WHAT THIS TASK INVOLVES:
Reproduce every line of the entries below in full, shifting each x and y coordinate in the answers up by 15 and leaving all other lines unchanged.

SOURCE DATA:
━━━━━━
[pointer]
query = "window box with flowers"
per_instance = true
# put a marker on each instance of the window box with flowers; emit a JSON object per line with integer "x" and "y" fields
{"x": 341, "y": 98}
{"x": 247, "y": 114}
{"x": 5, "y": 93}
━━━━━━
FINAL ANSWER:
[pointer]
query = "window box with flowers"
per_instance = true
# put a marker on each instance of the window box with flowers; emit a JSON object per line with integer "x" and "y" fields
{"x": 356, "y": 113}
{"x": 262, "y": 129}
{"x": 20, "y": 108}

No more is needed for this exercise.